◆ Task prompt
Reproduce the data below word for word.

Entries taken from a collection
──────────────────────────────

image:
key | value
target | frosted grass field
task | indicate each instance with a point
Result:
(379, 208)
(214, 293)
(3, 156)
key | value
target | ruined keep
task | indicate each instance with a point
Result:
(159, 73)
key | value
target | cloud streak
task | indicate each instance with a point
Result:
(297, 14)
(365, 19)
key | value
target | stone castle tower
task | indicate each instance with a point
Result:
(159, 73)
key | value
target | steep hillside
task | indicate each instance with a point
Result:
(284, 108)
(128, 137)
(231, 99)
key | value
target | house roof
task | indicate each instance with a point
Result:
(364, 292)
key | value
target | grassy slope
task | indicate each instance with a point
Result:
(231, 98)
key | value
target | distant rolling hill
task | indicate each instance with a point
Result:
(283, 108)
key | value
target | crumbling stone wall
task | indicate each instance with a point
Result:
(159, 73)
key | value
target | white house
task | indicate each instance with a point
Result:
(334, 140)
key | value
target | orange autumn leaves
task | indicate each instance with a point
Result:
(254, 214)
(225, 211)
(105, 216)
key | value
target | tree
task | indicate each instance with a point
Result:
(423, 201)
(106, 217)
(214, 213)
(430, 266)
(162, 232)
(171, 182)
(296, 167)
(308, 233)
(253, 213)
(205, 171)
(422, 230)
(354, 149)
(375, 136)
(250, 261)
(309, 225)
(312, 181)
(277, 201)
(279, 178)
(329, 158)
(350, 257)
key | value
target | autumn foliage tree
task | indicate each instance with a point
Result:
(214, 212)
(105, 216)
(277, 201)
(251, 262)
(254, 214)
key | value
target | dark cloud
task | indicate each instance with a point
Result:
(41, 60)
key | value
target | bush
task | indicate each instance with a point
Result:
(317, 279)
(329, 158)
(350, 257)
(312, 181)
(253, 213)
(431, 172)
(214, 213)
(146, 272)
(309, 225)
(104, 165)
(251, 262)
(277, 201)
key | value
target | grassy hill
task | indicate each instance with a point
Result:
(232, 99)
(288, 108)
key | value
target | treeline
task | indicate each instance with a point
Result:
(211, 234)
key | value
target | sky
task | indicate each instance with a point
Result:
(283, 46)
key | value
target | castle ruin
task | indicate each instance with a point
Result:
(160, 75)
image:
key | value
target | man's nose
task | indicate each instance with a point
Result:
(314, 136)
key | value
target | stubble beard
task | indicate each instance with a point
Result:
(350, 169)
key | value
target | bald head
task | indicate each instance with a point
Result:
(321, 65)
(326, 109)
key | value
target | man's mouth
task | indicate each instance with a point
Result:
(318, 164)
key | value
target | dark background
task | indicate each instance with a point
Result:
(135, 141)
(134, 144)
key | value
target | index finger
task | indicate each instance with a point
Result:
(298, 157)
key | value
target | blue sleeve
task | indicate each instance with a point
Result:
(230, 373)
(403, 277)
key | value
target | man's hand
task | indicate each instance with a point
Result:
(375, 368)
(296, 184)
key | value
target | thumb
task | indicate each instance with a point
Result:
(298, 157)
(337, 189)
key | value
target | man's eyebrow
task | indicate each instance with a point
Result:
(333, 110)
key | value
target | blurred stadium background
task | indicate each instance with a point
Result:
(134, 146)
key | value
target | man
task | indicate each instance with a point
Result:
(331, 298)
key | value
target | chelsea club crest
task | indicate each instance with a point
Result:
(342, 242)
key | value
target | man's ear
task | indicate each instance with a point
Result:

──────────────────────────────

◆ Result for this task
image:
key | value
target | frosted grass field
task | indicate each instance with a point
Result:
(379, 208)
(214, 293)
(3, 156)
key | value
target | ruined keep
task | indicate each instance with a point
Result:
(159, 73)
key | value
target | cloud streak
task | indicate each instance with a point
Result:
(297, 14)
(365, 19)
key | value
target | stone castle tower
task | indicate each instance with a point
Result:
(159, 73)
key | value
target | steep hillside
task | indicate each instance with a point
Result:
(284, 108)
(128, 137)
(231, 99)
key | value
target | house roof
task | indicate each instance with a point
Result:
(364, 292)
key | value
target | grassy slope
task | indicate each instance with a point
Result:
(231, 98)
key | value
target | distant rolling hill
task | indicate each instance with a point
Result:
(283, 108)
key | value
target | crumbling stone wall
task | indicate each instance with a point
Result:
(159, 73)
key | value
target | white house
task | indicate each instance with a point
Result:
(334, 140)
key | value
target | orange autumn leaves
task | indicate each instance with a point
Result:
(254, 214)
(225, 211)
(105, 216)
key | value
target | tree
task | indicate each instance with a point
Result:
(423, 201)
(106, 217)
(214, 213)
(430, 266)
(162, 232)
(171, 182)
(296, 167)
(308, 233)
(253, 213)
(205, 171)
(422, 230)
(354, 149)
(375, 136)
(250, 261)
(309, 225)
(312, 181)
(277, 201)
(279, 178)
(329, 158)
(350, 257)
key | value
target | autumn foliage tree
task | indicate each instance with a point
Result:
(214, 212)
(105, 216)
(277, 201)
(251, 262)
(254, 214)
key | value
target | dark cloud
task | indicate each instance with a point
Result:
(41, 60)
key | value
target | bush
task | indicate each instance with a point
Result:
(317, 279)
(329, 158)
(350, 257)
(312, 181)
(253, 213)
(431, 172)
(214, 213)
(146, 272)
(309, 225)
(104, 165)
(251, 262)
(277, 201)
key | value
target | grassy hill
task | indicate each instance with a point
Result:
(232, 99)
(288, 108)
key | value
target | treeline
task | indicate each instance with a point
Result:
(211, 234)
key | value
target | sky
task | indicate each instance with a point
Result:
(283, 46)
key | value
target | castle ruin
task | indicate each instance with a point
Result:
(160, 75)
image:
key | value
target | man's nose
task | indicate each instance with a point
Result:
(314, 136)
key | value
target | stubble beard
task | indicate each instance with a point
Result:
(350, 169)
key | value
target | bald head
task | indicate each instance with a point
Result:
(321, 65)
(326, 109)
key | value
target | man's mouth
task | indicate each instance with a point
Result:
(318, 164)
key | value
target | dark background
task | indicate each instance with a point
Result:
(135, 141)
(134, 144)
key | value
target | index finger
task | indicate each instance with a point
Result:
(298, 157)
key | value
target | blue sleeve
task | indicate each instance with a point
Result:
(230, 373)
(403, 277)
key | value
target | man's hand
task | indicate each instance with a point
Result:
(375, 368)
(296, 184)
key | value
target | thumb
task | indicate each instance with a point
Result:
(298, 157)
(337, 189)
key | value
target | man's eyebrow
task | indicate each instance with a point
Result:
(333, 110)
key | value
target | blurred stadium background
task | indicate each instance with a point
Result:
(134, 146)
key | value
target | man
task | indicate each instance with a point
Result:
(331, 298)
key | value
target | chelsea club crest
task | indicate each instance with a point
Result:
(342, 242)
key | value
target | man's ear
task | indicate each instance with a point
Result:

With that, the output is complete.